→ **DESCRIPTION OF THE TASK**: Between the line containing "the woman's left" and the line containing "the woman's face." lies a run of lines; give that run again exactly, with both of those lines, and nothing else from the entries below.

→ **DATA TO EXAMINE**:

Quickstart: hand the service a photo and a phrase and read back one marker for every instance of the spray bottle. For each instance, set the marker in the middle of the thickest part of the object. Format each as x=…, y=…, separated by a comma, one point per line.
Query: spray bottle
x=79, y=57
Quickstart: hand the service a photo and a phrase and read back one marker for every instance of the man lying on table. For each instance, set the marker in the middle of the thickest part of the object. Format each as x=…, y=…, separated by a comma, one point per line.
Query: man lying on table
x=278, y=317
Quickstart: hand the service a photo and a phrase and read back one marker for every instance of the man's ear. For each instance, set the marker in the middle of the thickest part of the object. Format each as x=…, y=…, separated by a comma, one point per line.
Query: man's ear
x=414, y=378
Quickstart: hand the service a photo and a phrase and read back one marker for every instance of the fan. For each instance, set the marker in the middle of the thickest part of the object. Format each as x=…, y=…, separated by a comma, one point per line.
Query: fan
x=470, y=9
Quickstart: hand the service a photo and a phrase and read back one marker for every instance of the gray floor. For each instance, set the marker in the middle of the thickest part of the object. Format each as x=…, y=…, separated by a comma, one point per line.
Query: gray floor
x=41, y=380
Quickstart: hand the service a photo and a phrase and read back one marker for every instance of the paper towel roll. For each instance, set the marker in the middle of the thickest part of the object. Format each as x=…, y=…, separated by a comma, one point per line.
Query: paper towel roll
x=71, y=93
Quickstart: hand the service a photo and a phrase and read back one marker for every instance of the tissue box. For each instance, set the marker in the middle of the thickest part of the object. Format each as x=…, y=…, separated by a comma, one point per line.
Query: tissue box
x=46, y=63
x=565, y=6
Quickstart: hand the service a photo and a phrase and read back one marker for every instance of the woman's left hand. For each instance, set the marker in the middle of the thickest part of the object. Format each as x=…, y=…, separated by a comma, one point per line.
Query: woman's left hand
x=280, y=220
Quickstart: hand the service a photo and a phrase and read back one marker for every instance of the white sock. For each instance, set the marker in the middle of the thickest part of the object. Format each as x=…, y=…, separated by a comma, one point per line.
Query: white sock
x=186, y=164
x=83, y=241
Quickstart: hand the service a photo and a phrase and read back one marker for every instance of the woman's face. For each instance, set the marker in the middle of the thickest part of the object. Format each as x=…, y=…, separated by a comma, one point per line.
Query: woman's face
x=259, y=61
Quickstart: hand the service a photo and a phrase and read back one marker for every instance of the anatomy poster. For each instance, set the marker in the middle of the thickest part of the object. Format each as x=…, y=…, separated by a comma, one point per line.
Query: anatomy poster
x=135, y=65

→ **RESULT**:
Quickstart: hand the service a photo and a phrase and read back one marker for every instance of the woman's left hand. For each instance, set the marker in the middle of the thickest part of the object. Format each as x=…, y=…, separated by a comma, one point per line.
Query: woman's left hand
x=280, y=220
Quickstart: hand the service a photo and a phrase and read back one marker for every instance of the white sock. For each instance, set the marker in the middle of the thickest part of the object. Format each as x=…, y=…, separated by a comma, one point per line.
Query: white sock
x=186, y=164
x=83, y=241
Quickstart: hand the service a photo and a phrase and read back one marker for every instance of the woman's face. For each instance, set the marker in the middle of the thickest part of the object. Format each as x=…, y=…, separated by a comma, one point per line.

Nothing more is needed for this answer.